*TASK MATERIAL*.
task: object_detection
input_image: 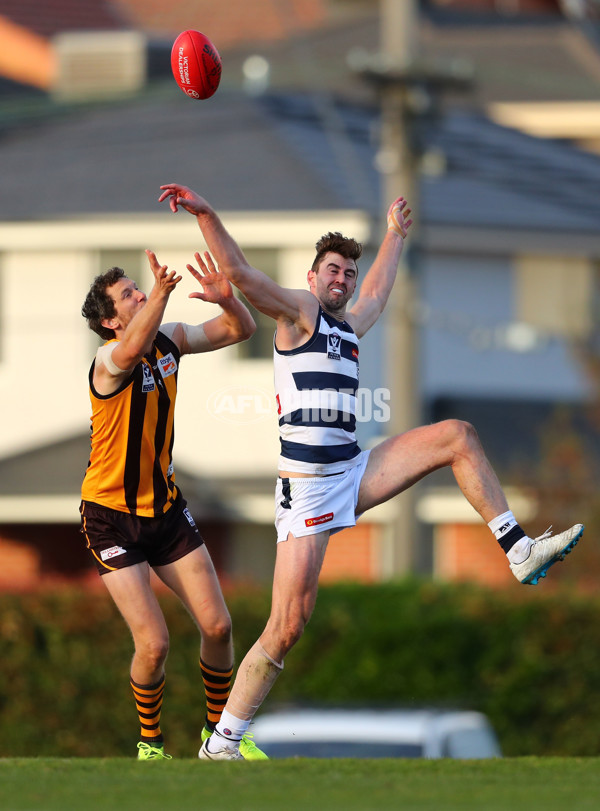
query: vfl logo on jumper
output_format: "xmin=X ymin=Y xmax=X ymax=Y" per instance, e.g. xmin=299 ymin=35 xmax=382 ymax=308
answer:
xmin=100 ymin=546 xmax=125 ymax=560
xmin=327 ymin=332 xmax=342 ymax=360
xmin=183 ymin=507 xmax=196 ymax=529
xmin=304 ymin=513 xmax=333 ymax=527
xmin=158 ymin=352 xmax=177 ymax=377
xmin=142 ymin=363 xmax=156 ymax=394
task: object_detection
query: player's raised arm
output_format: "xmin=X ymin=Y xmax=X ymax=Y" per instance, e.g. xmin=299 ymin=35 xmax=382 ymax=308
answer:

*INSTRUCTIONS TO FOLLOW*. Reproduce each entry precisely, dropping only the pictures.

*ANSWER TO THE PROBLEM*.
task: object_detection
input_image: 
query: vfl logo on jumper
output_format: "xmin=X ymin=Y xmax=X ymax=Y" per instance, e.g. xmin=299 ymin=35 xmax=382 ymax=308
answer:
xmin=100 ymin=546 xmax=125 ymax=560
xmin=327 ymin=332 xmax=342 ymax=360
xmin=183 ymin=507 xmax=196 ymax=529
xmin=304 ymin=513 xmax=333 ymax=527
xmin=158 ymin=352 xmax=177 ymax=377
xmin=142 ymin=363 xmax=156 ymax=394
task: object_detection
query: player's raised arm
output_format: "xmin=X ymin=Y xmax=X ymax=Y" per instance, e.g. xmin=299 ymin=35 xmax=382 ymax=308
answer:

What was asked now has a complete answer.